◆ Exercise aim: Please go through the records below and return every line holding the word "tire".

[Records from a data source]

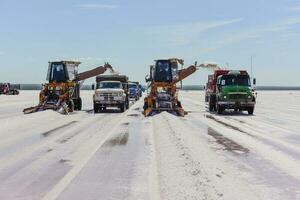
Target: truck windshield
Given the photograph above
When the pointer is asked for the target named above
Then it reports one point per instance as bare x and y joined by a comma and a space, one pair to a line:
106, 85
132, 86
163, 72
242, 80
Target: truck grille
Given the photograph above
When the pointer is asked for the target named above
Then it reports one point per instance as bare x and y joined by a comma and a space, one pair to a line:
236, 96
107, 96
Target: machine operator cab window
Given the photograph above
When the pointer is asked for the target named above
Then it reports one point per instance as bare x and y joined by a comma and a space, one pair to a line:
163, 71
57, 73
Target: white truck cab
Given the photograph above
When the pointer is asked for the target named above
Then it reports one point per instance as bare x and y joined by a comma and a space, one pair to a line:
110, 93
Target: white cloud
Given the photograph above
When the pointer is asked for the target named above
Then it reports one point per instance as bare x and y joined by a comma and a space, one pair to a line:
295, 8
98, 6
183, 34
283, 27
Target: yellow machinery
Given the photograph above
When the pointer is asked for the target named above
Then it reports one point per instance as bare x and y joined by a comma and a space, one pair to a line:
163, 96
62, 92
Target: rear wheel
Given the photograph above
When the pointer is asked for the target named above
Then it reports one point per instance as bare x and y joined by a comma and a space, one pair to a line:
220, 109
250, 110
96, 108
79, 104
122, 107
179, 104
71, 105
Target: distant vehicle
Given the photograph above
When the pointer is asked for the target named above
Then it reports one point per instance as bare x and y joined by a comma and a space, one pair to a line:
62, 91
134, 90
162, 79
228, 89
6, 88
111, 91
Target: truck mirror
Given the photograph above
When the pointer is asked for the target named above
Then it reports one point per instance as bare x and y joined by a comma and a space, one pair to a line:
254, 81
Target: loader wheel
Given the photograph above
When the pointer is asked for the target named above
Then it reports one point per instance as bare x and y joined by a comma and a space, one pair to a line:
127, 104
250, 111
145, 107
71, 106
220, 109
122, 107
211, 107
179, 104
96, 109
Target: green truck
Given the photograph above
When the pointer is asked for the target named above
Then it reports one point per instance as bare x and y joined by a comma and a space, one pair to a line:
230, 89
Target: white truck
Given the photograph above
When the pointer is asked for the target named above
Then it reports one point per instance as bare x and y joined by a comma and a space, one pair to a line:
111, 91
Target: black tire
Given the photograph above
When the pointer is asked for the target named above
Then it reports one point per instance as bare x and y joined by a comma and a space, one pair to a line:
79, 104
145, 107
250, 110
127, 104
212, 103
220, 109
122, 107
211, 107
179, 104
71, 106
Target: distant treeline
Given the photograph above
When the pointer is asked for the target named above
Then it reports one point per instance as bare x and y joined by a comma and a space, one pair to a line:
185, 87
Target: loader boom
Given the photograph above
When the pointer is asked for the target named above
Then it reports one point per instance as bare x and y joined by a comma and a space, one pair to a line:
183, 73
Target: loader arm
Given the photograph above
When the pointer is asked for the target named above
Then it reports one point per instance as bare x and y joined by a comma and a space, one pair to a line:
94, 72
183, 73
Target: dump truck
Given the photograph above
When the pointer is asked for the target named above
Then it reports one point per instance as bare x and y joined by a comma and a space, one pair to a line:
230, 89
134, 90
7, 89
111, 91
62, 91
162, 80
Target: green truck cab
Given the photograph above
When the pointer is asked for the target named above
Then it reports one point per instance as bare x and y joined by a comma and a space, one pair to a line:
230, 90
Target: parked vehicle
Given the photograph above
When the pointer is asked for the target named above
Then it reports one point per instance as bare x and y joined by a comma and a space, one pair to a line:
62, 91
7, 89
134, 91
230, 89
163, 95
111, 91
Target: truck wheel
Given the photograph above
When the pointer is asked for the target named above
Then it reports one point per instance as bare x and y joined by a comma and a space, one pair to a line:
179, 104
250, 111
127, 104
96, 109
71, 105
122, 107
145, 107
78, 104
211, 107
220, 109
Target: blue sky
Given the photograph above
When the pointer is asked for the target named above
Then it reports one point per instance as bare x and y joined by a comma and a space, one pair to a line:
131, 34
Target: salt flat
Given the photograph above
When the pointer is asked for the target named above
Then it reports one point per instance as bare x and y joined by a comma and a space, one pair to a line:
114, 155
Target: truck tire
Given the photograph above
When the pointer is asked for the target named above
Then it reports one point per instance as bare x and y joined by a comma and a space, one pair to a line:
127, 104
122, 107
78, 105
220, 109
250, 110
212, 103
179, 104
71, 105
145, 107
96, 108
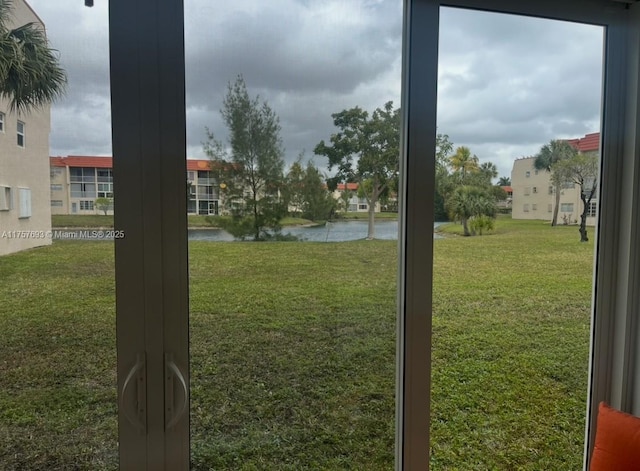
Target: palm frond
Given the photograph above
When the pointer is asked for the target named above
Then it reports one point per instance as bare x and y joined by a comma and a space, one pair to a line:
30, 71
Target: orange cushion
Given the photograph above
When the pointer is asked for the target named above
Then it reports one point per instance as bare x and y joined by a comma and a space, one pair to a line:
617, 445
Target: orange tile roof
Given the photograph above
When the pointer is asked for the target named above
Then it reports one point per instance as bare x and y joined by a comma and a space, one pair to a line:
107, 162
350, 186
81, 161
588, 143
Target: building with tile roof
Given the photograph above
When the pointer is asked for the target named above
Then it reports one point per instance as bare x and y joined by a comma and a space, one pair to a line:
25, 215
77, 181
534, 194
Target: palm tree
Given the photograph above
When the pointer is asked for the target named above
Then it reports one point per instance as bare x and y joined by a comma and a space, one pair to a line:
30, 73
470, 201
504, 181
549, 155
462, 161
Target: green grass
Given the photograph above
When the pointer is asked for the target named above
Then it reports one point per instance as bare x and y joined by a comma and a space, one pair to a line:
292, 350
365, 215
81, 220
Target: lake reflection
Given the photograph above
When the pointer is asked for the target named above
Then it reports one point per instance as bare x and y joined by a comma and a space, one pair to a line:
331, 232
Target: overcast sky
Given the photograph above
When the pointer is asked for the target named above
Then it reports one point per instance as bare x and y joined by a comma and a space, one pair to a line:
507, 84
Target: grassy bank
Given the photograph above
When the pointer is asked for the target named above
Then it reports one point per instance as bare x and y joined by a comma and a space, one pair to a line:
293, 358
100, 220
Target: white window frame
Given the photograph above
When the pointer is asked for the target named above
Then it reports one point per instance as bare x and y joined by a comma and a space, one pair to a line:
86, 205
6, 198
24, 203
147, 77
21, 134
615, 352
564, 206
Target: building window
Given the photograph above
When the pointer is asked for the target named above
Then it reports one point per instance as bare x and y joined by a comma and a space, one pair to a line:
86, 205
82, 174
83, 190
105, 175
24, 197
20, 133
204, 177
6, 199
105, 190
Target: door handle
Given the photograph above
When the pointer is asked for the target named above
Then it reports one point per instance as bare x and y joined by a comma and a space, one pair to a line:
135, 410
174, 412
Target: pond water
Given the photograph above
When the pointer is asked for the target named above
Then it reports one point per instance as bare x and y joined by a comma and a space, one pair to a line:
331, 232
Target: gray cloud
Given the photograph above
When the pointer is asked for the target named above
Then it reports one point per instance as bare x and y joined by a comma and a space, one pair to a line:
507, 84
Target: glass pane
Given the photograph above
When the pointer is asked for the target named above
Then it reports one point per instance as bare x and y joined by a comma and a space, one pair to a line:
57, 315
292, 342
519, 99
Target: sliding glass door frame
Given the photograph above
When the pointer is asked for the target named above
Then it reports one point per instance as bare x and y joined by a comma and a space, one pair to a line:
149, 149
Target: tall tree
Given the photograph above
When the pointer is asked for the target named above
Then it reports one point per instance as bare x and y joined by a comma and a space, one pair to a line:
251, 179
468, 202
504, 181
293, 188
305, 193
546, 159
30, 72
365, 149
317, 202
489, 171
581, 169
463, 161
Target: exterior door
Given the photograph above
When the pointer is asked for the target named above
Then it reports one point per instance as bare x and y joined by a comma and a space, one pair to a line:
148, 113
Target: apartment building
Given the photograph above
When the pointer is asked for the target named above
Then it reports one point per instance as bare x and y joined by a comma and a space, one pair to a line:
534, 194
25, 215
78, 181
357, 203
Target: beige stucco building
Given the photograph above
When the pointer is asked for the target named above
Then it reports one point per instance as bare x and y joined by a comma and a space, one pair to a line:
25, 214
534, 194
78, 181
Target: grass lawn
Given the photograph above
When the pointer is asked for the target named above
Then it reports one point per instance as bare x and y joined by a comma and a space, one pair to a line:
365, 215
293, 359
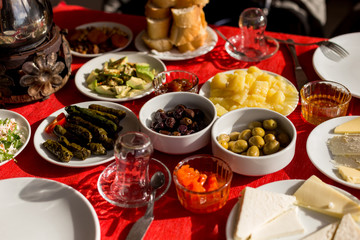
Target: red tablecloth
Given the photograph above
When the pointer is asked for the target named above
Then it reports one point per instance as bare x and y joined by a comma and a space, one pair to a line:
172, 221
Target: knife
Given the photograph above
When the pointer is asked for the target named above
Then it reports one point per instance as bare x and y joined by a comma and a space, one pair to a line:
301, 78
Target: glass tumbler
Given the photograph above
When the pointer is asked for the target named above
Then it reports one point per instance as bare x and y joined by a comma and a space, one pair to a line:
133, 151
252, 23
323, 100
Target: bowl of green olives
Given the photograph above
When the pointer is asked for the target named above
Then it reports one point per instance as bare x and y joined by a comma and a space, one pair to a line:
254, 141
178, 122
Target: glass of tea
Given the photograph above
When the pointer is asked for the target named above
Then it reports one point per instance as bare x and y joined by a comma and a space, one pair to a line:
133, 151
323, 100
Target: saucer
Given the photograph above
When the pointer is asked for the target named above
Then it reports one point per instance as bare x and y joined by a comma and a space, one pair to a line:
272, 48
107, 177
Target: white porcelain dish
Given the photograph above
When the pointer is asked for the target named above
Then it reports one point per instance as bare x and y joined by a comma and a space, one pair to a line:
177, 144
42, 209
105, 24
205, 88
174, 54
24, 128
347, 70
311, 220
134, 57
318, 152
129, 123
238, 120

◆ Answer box:
Target: black tire
Target: truck tire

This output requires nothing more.